# ACTIVITY:
Every line of the material has to be retyped exactly.
EXCERPTED DATA Block Start
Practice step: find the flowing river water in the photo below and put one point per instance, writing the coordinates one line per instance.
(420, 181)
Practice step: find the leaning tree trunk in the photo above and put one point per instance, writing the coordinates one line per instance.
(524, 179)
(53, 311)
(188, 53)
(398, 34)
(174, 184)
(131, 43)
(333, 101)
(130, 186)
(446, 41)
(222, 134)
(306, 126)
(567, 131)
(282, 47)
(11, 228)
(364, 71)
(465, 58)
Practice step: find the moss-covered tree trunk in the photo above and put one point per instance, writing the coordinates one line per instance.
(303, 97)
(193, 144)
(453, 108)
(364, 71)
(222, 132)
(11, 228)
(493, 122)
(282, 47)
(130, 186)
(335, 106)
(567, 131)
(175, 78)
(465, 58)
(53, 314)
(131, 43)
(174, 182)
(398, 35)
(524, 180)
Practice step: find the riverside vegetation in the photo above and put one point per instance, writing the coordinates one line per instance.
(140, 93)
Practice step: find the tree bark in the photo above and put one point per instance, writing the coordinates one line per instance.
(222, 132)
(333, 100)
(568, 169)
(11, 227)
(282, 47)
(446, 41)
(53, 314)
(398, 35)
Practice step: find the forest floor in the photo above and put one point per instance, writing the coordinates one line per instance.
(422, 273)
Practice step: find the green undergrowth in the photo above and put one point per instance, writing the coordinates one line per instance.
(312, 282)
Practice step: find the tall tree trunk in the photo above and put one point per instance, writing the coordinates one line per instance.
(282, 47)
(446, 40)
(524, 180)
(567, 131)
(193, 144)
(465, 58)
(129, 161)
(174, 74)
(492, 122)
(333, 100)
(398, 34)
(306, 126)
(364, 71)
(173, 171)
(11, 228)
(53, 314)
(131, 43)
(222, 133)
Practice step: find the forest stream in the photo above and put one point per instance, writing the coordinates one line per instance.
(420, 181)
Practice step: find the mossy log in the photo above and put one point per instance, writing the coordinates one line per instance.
EXCERPTED DATA Block End
# WRITTEN SOLUTION:
Practice step: find the flowing river water in the photo below and put one point per instance, writing the coordinates one line per instance.
(420, 181)
Practice step: find the leaning tree trunk in the photo above and put one point per instance, writing the coordinates one line per instance.
(524, 179)
(53, 311)
(188, 53)
(398, 34)
(174, 184)
(131, 43)
(333, 101)
(130, 186)
(446, 41)
(222, 134)
(306, 126)
(567, 131)
(282, 47)
(11, 228)
(364, 71)
(465, 58)
Practice step: find the moss-covered tree trunk in the photo above and put one point per instance, writing the coordinates one line per instance.
(303, 97)
(193, 144)
(453, 108)
(364, 71)
(222, 132)
(11, 228)
(493, 122)
(282, 47)
(130, 186)
(335, 106)
(567, 131)
(175, 78)
(465, 58)
(53, 314)
(131, 43)
(174, 182)
(398, 35)
(524, 180)
Practice step: find the riverside vegetation in the photo above and put one point per instance, writing the coordinates one line per instance.
(140, 93)
Practice step: find the tree bark in the photo above and put one point per instance, writing the coordinates one line per instance.
(222, 132)
(333, 100)
(568, 169)
(11, 227)
(282, 47)
(446, 41)
(53, 314)
(398, 35)
Practice step: find the forest floor in the photo above and put one point per instance, writing the coordinates one line per instance.
(422, 273)
Practice step: find the green undergrowth in the photo above and put one point per instance, writing the coordinates one line per instance.
(312, 282)
Practice step: find the tall tree trunk in the photo above and put one point per instance, writing the coordinates one line per instance.
(282, 47)
(446, 40)
(524, 180)
(567, 131)
(193, 144)
(465, 58)
(129, 161)
(174, 74)
(492, 122)
(333, 100)
(398, 34)
(306, 126)
(364, 71)
(173, 171)
(11, 228)
(53, 314)
(131, 43)
(222, 133)
Practice step: find the forest stream in the photo above and put one point per instance, writing the coordinates one line per instance.
(420, 181)
Practice step: find the mossy log in the photo above and put one point per instance, writing the coordinates one line per instance.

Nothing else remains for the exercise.